(Work request)
Transcribe, word for word and without additions, each line below from the one containing "Phrase: banner sign" through the one containing "the church gable", both ends included.

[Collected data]

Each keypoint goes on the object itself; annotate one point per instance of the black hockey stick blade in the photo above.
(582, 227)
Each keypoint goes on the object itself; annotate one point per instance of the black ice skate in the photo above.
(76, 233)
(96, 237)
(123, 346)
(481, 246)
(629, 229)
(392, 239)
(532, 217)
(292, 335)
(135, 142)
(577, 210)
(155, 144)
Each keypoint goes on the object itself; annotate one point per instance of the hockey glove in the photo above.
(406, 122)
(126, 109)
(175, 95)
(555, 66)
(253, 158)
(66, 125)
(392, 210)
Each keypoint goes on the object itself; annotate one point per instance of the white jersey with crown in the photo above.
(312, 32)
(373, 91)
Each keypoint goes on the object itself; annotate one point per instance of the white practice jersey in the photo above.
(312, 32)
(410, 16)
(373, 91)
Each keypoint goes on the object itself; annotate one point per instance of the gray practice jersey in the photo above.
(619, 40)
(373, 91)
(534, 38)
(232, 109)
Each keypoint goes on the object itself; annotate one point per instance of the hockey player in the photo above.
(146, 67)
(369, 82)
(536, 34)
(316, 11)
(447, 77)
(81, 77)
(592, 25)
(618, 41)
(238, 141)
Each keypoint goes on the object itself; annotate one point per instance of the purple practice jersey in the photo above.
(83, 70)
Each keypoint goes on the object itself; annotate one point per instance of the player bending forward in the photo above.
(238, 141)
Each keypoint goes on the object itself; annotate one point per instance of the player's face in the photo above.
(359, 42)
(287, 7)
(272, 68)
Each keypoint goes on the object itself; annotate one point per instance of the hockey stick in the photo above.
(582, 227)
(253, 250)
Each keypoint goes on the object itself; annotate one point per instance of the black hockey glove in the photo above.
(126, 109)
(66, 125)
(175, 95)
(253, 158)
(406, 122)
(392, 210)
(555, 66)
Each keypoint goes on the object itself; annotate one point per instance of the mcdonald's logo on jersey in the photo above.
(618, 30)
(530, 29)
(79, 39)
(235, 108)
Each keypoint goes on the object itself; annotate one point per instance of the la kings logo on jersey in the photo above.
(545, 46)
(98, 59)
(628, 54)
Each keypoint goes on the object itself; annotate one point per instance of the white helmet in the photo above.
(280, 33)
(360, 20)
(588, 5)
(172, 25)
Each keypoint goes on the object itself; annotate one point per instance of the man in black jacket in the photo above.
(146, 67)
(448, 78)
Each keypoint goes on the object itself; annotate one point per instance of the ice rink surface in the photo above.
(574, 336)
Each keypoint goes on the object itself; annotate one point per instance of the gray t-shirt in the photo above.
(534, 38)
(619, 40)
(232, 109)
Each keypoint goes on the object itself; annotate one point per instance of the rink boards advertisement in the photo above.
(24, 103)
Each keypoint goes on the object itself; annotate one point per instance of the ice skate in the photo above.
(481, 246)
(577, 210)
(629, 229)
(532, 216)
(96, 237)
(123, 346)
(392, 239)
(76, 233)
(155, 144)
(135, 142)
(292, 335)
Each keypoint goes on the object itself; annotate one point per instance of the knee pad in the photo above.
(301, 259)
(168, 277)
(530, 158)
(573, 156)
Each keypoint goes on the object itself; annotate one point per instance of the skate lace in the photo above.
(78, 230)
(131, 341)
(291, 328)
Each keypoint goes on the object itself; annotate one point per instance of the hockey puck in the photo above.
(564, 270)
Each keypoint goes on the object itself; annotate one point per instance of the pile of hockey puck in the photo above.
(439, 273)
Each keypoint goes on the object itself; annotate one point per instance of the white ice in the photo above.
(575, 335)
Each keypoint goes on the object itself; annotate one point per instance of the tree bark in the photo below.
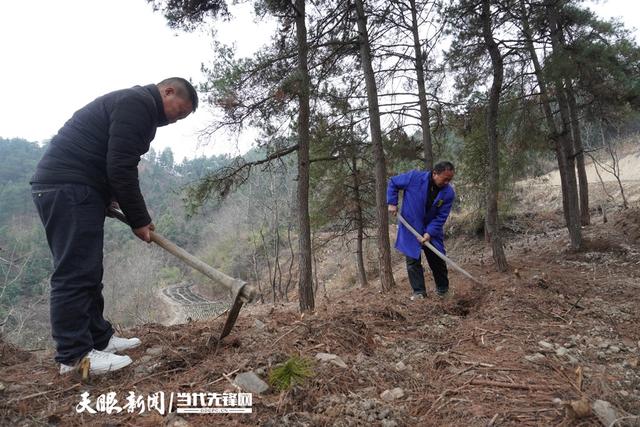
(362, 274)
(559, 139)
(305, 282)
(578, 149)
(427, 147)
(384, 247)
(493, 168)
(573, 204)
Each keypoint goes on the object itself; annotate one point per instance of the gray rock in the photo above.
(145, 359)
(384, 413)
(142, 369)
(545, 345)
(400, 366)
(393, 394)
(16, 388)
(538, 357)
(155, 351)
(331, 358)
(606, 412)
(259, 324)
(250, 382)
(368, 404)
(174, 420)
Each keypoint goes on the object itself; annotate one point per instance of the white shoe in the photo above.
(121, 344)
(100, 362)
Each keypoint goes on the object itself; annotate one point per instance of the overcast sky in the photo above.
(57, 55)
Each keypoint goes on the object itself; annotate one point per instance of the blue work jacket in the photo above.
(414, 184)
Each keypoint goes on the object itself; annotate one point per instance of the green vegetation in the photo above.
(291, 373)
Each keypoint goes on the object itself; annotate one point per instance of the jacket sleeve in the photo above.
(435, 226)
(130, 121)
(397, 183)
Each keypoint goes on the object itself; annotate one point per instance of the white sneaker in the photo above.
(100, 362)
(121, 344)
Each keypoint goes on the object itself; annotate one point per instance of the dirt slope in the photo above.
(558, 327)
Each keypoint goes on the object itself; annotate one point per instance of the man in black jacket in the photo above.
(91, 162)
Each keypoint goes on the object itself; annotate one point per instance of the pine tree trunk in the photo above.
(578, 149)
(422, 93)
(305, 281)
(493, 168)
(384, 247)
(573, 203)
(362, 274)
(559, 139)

--

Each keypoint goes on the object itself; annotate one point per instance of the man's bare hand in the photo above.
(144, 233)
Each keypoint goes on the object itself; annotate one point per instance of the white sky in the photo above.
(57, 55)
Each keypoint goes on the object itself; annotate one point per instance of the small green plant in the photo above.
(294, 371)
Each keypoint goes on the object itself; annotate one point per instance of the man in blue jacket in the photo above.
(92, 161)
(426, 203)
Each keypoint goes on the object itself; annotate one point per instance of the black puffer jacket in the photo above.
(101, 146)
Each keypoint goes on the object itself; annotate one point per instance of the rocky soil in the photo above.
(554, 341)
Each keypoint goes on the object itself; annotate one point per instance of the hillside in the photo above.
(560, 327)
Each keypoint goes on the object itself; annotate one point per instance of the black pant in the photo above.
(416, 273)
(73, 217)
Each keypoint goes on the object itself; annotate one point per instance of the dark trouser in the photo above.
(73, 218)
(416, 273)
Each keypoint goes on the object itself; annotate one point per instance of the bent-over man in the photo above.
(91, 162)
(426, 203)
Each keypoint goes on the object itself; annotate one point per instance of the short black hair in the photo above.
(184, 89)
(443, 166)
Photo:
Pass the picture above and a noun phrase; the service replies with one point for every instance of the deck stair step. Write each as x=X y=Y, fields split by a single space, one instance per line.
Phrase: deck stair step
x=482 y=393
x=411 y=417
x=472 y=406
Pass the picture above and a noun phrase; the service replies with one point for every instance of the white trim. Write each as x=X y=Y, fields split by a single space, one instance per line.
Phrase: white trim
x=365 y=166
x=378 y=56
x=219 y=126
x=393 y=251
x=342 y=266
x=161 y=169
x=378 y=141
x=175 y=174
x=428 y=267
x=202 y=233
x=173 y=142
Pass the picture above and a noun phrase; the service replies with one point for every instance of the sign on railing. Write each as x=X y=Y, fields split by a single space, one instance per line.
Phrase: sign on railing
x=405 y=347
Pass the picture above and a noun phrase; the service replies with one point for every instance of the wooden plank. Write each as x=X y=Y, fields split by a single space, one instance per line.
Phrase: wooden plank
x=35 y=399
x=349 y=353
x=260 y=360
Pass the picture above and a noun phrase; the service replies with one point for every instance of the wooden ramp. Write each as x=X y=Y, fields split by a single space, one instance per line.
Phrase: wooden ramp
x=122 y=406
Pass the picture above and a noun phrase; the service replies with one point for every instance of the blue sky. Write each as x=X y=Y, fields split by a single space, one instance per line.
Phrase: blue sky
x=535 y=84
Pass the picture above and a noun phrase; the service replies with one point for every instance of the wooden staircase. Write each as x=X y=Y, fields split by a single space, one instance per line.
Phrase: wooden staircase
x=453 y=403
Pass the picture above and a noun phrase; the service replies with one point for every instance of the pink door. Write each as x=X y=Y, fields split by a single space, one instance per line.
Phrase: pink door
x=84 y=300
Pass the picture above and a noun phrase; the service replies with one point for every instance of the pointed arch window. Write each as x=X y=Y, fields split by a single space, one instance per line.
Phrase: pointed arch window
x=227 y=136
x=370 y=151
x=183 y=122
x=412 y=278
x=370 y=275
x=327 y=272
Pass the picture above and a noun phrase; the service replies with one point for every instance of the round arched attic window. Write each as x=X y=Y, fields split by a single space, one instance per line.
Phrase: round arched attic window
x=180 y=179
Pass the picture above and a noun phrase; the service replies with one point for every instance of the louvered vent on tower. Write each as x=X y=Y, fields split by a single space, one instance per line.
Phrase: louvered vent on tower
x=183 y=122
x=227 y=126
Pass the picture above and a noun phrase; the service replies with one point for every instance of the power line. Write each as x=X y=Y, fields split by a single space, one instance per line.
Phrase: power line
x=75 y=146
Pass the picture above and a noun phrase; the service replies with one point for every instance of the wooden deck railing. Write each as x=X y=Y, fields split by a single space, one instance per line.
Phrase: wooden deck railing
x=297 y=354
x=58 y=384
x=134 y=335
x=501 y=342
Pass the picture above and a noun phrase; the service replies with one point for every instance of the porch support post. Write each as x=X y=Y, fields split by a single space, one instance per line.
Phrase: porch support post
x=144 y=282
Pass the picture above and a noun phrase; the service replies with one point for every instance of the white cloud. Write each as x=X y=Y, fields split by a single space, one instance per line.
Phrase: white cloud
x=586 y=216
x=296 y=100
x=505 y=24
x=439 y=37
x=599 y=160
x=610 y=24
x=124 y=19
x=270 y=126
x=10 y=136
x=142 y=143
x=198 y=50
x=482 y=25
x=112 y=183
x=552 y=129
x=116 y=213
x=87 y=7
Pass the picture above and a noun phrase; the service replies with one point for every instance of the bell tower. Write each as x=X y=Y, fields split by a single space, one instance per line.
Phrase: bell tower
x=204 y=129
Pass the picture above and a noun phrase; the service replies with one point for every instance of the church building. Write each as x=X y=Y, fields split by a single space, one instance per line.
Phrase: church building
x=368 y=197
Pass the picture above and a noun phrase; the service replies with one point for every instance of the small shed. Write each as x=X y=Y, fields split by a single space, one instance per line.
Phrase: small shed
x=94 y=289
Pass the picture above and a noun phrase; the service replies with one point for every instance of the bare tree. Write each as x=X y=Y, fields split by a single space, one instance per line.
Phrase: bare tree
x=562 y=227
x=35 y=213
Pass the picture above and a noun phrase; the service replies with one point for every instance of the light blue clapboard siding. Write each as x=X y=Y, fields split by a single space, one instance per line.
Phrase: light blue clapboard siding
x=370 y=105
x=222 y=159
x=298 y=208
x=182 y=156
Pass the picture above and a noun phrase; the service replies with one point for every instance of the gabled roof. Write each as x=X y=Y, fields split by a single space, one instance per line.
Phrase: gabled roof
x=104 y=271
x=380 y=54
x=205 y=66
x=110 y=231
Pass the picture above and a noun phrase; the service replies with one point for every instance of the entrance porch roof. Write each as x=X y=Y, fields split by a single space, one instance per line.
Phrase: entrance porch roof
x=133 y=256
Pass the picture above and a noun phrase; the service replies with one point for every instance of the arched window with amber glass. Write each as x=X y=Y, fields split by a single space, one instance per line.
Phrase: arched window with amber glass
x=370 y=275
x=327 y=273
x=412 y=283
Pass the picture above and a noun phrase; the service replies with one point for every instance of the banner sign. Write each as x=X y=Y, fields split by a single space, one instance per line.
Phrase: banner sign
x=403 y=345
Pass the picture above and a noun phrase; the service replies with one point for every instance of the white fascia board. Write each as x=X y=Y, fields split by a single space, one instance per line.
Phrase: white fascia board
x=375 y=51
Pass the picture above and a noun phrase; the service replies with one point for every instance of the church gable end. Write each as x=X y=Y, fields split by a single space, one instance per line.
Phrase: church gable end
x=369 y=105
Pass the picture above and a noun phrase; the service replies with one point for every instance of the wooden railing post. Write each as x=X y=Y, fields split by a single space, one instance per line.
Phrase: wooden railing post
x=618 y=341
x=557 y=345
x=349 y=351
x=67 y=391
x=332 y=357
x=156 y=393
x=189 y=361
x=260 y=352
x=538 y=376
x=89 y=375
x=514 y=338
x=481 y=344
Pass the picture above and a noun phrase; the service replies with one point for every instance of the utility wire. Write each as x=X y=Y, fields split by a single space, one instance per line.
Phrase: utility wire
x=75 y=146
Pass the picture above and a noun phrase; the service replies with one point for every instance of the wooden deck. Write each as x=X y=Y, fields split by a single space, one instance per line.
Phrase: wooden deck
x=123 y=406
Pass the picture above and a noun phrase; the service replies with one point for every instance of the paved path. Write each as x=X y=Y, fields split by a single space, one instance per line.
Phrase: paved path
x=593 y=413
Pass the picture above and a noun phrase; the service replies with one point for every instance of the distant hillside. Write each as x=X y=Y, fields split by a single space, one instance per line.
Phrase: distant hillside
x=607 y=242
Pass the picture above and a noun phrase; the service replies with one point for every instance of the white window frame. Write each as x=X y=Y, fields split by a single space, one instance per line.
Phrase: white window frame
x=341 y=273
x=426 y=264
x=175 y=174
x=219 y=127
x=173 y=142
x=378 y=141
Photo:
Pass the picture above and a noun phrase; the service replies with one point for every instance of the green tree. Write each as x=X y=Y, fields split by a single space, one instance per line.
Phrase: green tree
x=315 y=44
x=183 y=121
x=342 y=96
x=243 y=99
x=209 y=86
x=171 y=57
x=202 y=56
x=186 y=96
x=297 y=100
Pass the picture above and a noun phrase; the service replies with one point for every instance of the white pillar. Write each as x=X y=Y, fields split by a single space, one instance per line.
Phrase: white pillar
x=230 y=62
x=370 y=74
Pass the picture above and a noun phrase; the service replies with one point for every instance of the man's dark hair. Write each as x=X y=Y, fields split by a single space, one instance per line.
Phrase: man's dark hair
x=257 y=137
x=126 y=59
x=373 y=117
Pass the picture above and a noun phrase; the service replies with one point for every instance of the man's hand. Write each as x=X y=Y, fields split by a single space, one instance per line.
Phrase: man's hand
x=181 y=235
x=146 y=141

(Reply to the exercise)
Phrase: banner sign
x=403 y=345
Pass the picture above and a noun phrase; the service replies with one point for every instance of the white fascia board. Write each as x=X y=Y, fields split by a single space, one instance per line.
Phrase: white fascia board
x=375 y=51
Pass the picture above and a noun phrase; the service replies with one point for every instance of the church gable end. Write each as x=X y=Y, fields split by a single space, one instance per line.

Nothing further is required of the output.